INSTRUCTIONS FOR THE TASK:
Could you copy out, character for character, everything from the line containing "target | trouser leg" down to the line containing "[(250, 480), (277, 439)]", with both of those lines included?

LISTING:
··········

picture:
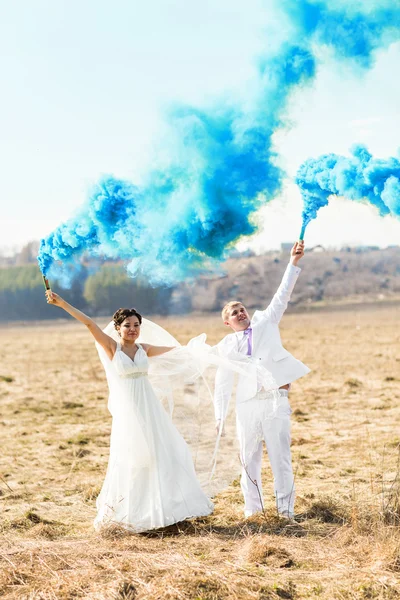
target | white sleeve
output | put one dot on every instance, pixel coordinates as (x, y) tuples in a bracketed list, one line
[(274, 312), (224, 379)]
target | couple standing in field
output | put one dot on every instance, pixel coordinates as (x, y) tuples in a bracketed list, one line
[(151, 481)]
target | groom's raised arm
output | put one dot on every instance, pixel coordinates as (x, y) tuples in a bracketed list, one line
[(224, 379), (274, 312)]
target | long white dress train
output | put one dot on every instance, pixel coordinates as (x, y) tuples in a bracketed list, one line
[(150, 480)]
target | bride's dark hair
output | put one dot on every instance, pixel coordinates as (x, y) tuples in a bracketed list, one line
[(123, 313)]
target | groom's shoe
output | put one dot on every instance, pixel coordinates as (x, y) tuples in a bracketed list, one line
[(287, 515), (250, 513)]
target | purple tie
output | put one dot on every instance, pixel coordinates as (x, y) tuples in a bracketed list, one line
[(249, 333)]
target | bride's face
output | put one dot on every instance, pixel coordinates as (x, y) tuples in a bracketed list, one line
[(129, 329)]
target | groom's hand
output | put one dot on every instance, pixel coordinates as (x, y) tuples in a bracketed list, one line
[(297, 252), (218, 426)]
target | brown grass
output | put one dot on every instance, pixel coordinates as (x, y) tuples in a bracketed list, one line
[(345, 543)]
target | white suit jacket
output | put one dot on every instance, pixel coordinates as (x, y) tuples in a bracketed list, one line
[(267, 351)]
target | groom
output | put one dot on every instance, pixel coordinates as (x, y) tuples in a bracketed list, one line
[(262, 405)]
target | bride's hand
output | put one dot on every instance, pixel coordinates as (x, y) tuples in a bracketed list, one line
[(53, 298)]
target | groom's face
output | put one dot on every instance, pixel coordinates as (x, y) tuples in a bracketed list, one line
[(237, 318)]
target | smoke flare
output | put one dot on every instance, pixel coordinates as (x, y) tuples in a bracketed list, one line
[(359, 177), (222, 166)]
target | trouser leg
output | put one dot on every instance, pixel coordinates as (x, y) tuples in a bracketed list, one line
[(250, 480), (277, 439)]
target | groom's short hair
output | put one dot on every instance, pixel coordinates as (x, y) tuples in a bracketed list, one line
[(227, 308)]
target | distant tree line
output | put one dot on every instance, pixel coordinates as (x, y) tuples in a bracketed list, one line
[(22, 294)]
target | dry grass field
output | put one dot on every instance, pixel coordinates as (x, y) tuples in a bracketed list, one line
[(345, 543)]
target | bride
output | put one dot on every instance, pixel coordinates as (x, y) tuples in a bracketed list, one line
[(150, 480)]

··········

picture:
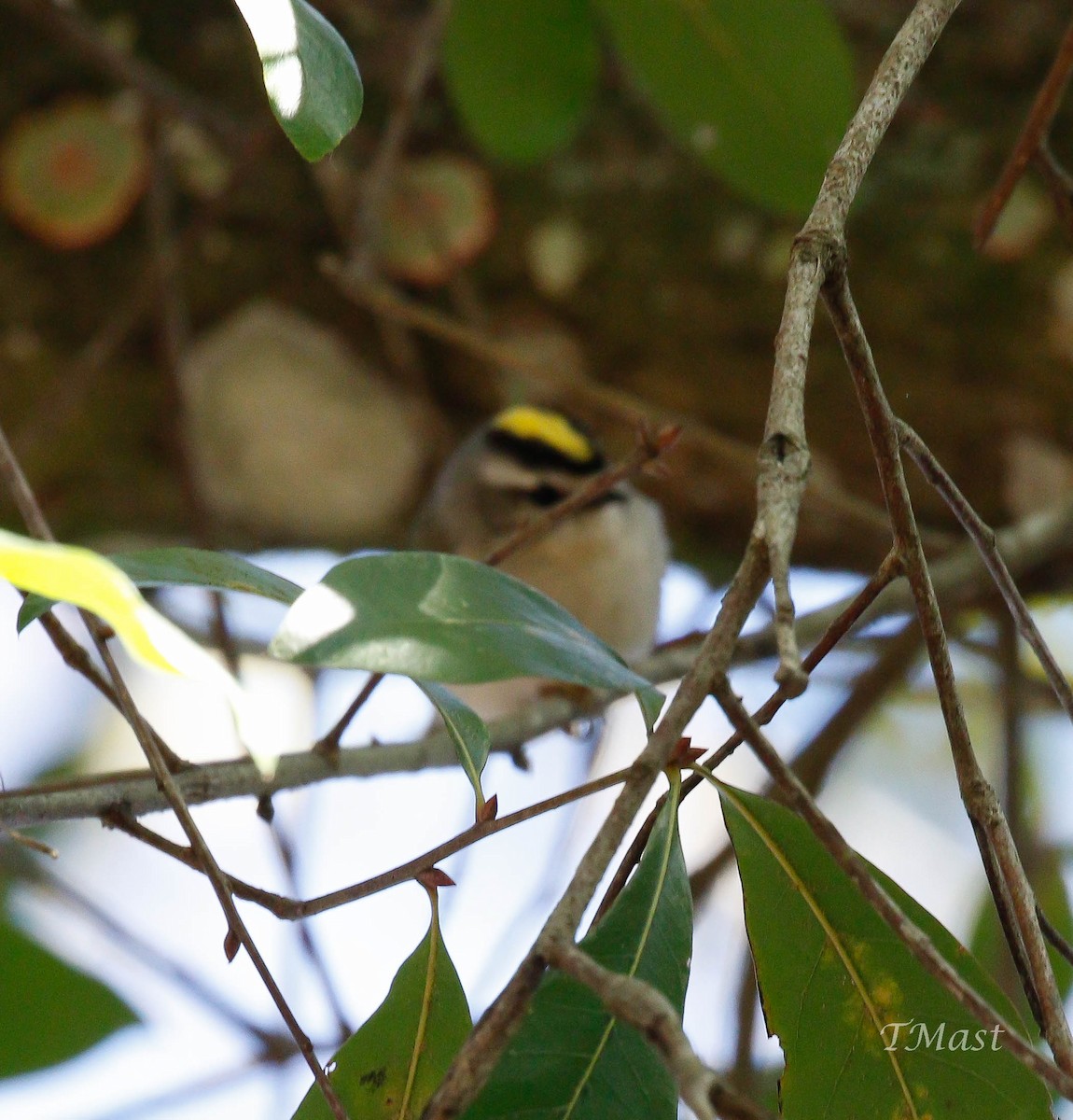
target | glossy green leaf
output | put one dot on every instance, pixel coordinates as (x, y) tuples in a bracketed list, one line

··········

TASK ANSWER:
target | trouser leg
output | put one dot on every instance, pixel coordinates as (x, y) tuples in a bracketed list, one line
[(250, 480), (277, 439)]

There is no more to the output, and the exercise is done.